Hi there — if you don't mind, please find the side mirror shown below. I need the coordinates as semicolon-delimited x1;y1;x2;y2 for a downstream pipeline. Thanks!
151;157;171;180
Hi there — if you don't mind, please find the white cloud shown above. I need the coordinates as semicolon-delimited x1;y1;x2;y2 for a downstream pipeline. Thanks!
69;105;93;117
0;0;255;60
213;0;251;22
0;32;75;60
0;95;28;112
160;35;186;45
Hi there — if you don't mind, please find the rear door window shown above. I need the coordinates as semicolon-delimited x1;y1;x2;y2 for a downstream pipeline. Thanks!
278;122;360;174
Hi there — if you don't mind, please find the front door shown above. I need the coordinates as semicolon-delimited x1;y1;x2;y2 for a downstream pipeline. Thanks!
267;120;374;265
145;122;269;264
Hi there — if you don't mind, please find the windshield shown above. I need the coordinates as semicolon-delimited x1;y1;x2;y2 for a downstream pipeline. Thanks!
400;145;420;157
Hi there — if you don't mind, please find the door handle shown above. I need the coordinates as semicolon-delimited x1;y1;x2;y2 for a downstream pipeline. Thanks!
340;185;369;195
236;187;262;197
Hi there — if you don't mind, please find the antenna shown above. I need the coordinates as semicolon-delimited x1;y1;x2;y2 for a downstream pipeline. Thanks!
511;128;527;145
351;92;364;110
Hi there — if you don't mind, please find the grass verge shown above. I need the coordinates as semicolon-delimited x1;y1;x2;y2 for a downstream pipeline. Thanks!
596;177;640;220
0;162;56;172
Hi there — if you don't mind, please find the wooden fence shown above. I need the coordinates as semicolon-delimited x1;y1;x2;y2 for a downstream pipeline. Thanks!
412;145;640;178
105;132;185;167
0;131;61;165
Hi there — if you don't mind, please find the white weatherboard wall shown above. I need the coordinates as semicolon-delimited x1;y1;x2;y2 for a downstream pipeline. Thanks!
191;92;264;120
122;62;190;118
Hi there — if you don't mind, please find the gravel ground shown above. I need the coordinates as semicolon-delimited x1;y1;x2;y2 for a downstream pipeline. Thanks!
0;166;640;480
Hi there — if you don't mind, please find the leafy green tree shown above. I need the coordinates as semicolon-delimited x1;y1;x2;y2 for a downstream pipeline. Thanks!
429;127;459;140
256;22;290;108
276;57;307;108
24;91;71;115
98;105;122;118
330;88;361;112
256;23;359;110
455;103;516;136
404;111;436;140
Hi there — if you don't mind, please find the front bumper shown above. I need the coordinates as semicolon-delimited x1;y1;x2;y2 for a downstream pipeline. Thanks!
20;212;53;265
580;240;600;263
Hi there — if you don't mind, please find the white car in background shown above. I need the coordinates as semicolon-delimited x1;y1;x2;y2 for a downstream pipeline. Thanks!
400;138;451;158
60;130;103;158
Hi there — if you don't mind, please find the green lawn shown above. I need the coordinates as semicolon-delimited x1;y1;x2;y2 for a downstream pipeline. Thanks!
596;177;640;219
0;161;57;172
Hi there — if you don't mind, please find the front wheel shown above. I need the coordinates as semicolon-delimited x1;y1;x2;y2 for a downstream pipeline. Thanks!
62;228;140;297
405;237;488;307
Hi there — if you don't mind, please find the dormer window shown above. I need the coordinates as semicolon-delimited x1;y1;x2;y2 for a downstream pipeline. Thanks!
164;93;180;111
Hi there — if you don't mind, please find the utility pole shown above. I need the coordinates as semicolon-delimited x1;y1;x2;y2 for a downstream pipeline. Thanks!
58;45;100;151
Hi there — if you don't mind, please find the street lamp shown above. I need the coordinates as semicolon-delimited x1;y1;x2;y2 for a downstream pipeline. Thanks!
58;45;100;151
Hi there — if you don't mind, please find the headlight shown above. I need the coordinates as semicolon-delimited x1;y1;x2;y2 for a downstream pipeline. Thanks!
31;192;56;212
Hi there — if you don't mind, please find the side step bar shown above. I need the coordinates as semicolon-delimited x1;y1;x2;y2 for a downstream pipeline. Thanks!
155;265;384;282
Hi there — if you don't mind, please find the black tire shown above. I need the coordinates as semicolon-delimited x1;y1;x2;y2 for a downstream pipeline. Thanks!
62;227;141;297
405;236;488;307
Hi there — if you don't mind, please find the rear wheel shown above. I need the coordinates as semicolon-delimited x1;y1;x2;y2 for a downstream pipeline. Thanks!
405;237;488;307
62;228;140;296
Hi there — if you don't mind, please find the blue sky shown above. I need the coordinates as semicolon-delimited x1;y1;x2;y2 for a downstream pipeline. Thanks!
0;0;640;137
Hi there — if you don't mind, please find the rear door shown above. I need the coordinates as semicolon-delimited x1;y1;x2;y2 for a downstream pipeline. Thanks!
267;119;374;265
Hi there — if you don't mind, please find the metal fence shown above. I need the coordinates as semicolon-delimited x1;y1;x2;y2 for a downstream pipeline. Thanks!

◆ **EXERCISE**
Copy out every one of the rows above word for word, from the first to the last.

◆ **ANSWER TO THIS EXERCISE**
Hi there — if you don't mind, please find the side mirror shown below. I need the coordinates as semicolon-delimited x1;y1;x2;y2 for a downstream pipeline. Thanks!
151;157;171;180
Hi there — if you don't mind, please find the white cloud shown above. I need the coordinates as semicolon-delimited x1;y1;x2;y2 for a downstream pipeline. Thanks!
69;105;93;117
0;0;255;60
213;0;251;22
0;32;75;60
0;95;28;112
160;35;186;45
Hi there — if you don't mind, please find the rear door window shown above. I need the coordinates as semicolon-delimited x1;y1;x2;y2 for a downstream pipeline. Thanks!
278;122;360;174
Hi there — if you don't mind, please find the front door shown above. I need the coordinates as semicolon-delimited x1;y1;x2;y2 for a downstream pipeline. Thanks!
267;120;374;265
145;122;269;264
Hi there — if you don't mind, please find the windshield shown above. I need the coordinates as semicolon-delimited x1;y1;x2;y2 for a downstream pipeline. Thanks!
400;145;420;157
Hi there — if you don't mind, please find the door handle shown above. I need the coordinates as semicolon-delimited x1;y1;x2;y2 for a downstream pipeline. Thanks!
340;185;369;195
236;187;262;197
Hi there — if you don't mind, please find the antenna shown above. I need the coordinates as semicolon-delimited x1;y1;x2;y2 for a downstream pipeline. Thanks!
511;128;527;145
351;92;364;110
Hi there — if you don't mind, please find the grass verge shown above. I need the coordinates as semicolon-delimited x1;y1;x2;y2 for a downstream pipeline. Thanks!
596;177;640;220
0;162;56;172
Hi there — if you don't mind, please find the wooden fence shown above. I need the coordinates as semicolon-delimited x1;y1;x2;y2 for a downstream pipeline. Thanks!
412;145;640;178
105;132;185;167
0;131;61;165
Hi there — if you don't mind, please find the white weatherboard wall shown above. I need the coordinates as semicolon-delimited x1;y1;x2;y2 for a downstream pipeline. Thanks!
191;92;264;120
122;62;190;118
Hi there — if you don't mind, please find the gravel ground shown above. I need the coordinates as semicolon-delimited x1;y1;x2;y2 for a downstream pipeline. Thanks!
0;166;640;480
Hi there — if you don't mind, please find the leafy green tree shown above. I need the coordinates as semicolon-delimited x1;y1;x2;y2 for a downstream pipeline. Thanks!
429;127;459;140
256;22;290;108
276;57;307;108
24;91;71;115
98;105;122;118
330;88;361;112
256;23;359;110
455;103;516;136
404;111;436;140
Hi there — if you don't mind, please find the front bumper shown above. I need the coordinates as semicolon-delimited x1;y1;x2;y2 for a downstream pipeline. Thanks!
20;212;53;265
580;240;600;263
Hi there — if you don't mind, please find the white car in background shown above. I need the coordinates as semicolon-delimited x1;y1;x2;y2 for a downstream pipeline. Thanks!
400;138;451;158
60;130;103;158
Hi there — if you don't mind, please find the green lawn shown above. I need the coordinates as semicolon-delimited x1;y1;x2;y2 for a downstream pipeline. Thanks!
596;177;640;219
0;161;57;172
Hi there — if you don't mind, please find the front wheel shown above. I need the coordinates as semicolon-delimited x1;y1;x2;y2 for a downstream pipeline. Thanks!
62;228;140;297
405;237;488;307
Hi there — if you don't mind, please find the dormer window shown above. I need the coordinates as semicolon-delimited x1;y1;x2;y2 for a downstream pipeline. Thanks!
164;93;180;111
Hi there — if you don't mind, please find the utility pole shown above. I need the coordinates as semicolon-delimited x1;y1;x2;y2 for a downstream pipeline. Thanks!
58;45;100;151
Hi there — if you don't mind, please find the street lamp shown above. I need the coordinates as semicolon-delimited x1;y1;x2;y2 for a downstream pipeline. Thanks!
58;45;100;151
Hi there — if you don't mind, please find the headlight shown above. I need the coordinates as semicolon-delimited x1;y1;x2;y2 for a downstream pipeline. Thanks!
31;192;56;212
Hi there — if you don't mind, please find the side step bar shown above. I need the coordinates as semicolon-delimited x1;y1;x2;y2 for a downstream pipeline. Thanks!
155;265;384;282
Hi there — if you don't mind, please find the black tire shown above. I need the coordinates as semicolon-delimited x1;y1;x2;y2 for a downstream pipeline. Thanks!
62;227;141;297
405;236;488;307
Hi there — if you don't mind, please find the rear wheel shown above. I need the coordinates as semicolon-delimited x1;y1;x2;y2 for a downstream pipeline. Thanks!
405;237;488;307
62;228;140;296
Hi there — if you don't mind, please find the blue sky shown above. I need the coordinates as semicolon-delimited x1;y1;x2;y2 for a downstream pipeline. Thanks!
0;0;640;137
Hi there — if you don't mind, please find the rear door shown above. I need the coordinates as semicolon-delimited x1;y1;x2;y2 for a downstream pipeline. Thanks!
267;119;374;265
Hi there — if you don't mind, please find the metal fence shown above. I need the coordinates as semicolon-delimited x1;y1;x2;y2 for a downstream pipeline. Thanks!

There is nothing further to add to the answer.